Coordinate annotation records:
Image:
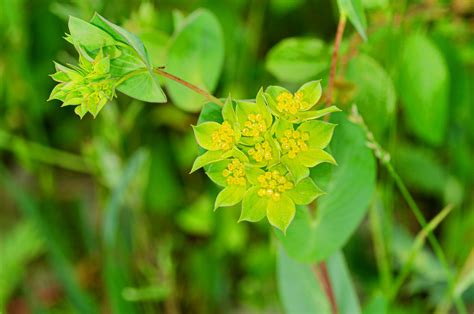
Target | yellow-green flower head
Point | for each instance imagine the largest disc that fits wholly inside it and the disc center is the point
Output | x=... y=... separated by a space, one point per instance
x=274 y=194
x=303 y=148
x=296 y=107
x=88 y=86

• What you are asked to do: Output every line of the material as a numbered list, dropping blank lines and omitting the pictures.

• Solution to the problem:
1. Image:
2. Target | yellow-green flower head
3. Point | for each instance imagine the largest disc that fits wholly inside it and the disc center is the point
4. Output | x=... y=... separated by a space, one point per instance
5. x=274 y=194
6. x=303 y=148
7. x=296 y=107
8. x=88 y=86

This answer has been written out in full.